In chemical processing, a packed bed is a hollow tube, pipe, or other vessel that is filled with a packing material.  The packing can be randomly filled with small objects like Raschig rings or else it can be a specifically designed  structured packing.  Packed beds may also contain catalyst particles or adsorbents such as zeolite pellets, granular activated carbon, etc.

The purpose of a packed bed is typically to improve contact between two phases in a chemical or similar process.  Packed beds can be used in a chemical reactor, a distillation process, or a scrubber, but packed beds have also been used to store heat in chemical plants.  In this case, hot gases are allowed to escape through a vessel that is packed with a refractory material until the packing is hot.  Air or other cool gas is then fed back to the plant through the hot bed, thereby pre-heating the air or gas feed.

Applications

Packed column 
In industry, a packed column is a type of packed bed used to perform separation processes, such as absorption, stripping, and distillation. A packed column is a pressure vessel that has a packed section.

Columns used in certain types of chromatography consisting of a tube filled with packing material can also be called packed columns and their structure has similarities to packed beds.

Column structure: random and stacked packed columns 
The column can be filled with random dumped packing (creating a random packed column) or with structured packing sections, which are arranged or stacked (creating a stacked packed column). In the column, liquids tend to wet the surface of the packing and the vapors pass across this wetted surface, where mass transfer takes place. Packing material can be used instead of trays to improve separation in distillation columns. Packing offers the advantage of a lower pressure drop across the column (when compared to plates or trays), which is beneficial while operating under vacuum. Differently shaped packing materials have different surface areas and void space between the packing. Both of these factors affect packing performance.

- Given material -
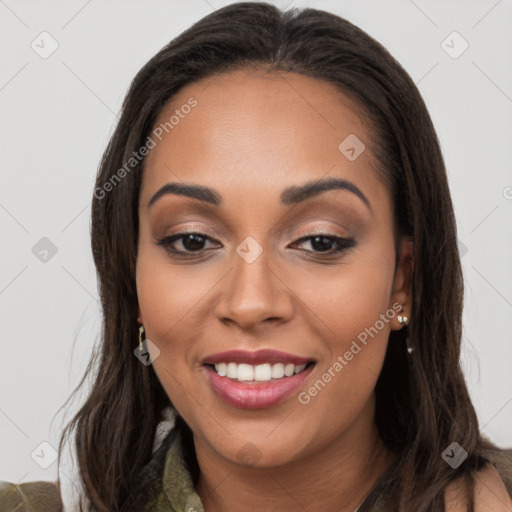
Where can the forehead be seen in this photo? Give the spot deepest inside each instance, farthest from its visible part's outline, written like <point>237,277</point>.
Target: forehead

- Requests -
1. Retype the passage on packed beds between "Applications" and "a packed section.", inclusive.
2. Extend the passage on packed beds, starting right after its final sentence.
The material has no connection to the passage on packed beds.

- The replies -
1.
Applications

Packed column 
In industry, a packed column is a type of packed bed used to perform separation processes, such as absorption, stripping, and distillation. A packed column is a pressure vessel that has a packed section.

2.
Liquid and vapor distribution (vapor to liquid ratio) 
Another factor in performance, in addition to the packing shape and surface area, is the liquid and vapor distribution that enters the packed bed. The number of  theoretical stages required to make a given separation is calculated using a specific vapor to liquid ratio. If the liquid and vapor are not evenly distributed across the superficial tower area as it enters the packed bed, the liquid to vapor ratio will not be correct and the required separation will not be achieved. The packing will appear to not be working properly. The height equivalent to a theoretical plate (HETP) will be greater than expected. The problem is not the packing itself but the mal-distribution of the fluids entering the packed bed. These columns can contain liquid distributors and redistributors which help to distribute the liquid evenly over a section of packing, increasing the efficiency of the mass transfer. The design of the liquid distributors used to introduce the feed and reflux to a packed bed is critical to making the packing perform at maximum efficiency.

Packed column vapor-equilibrium curve 
Packed columns have a continuous vapor-equilibrium curve, unlike conventional tray distillation in which every tray represents a separate point of vapor-liquid equilibrium. However, when modeling packed columns it is useful to compute a number of theoretical plates to denote the separation efficiency of the packed column with respect to more traditional trays. In design, the number of necessary theoretical equilibrium stages is first determined and then the packing height equivalent to a theoretical equilibrium stage, known as the height equivalent to a theoretical plate (HETP), is also determined. The total packing height required is the number theoretical stages multiplied by the HETP.

Packed bed reactors
Packed bed reactors can be used in chemical reactions in chemical industries. These reactors are tubular and are filled with solid catalyst particles, most often used to catalyze gas reactions. The chemical reaction takes place on the surface of the catalyst. The advantage of using a packed bed reactor is the higher conversion per weight of catalyst than other catalytic reactors. The conversion is based on the amount of the solid catalyst rather than the volume of the reactor.

Theory

The Ergun equation can be used to predict the pressure drop along the length of a packed bed given the fluid velocity, the packing size, and the viscosity and density of the fluid.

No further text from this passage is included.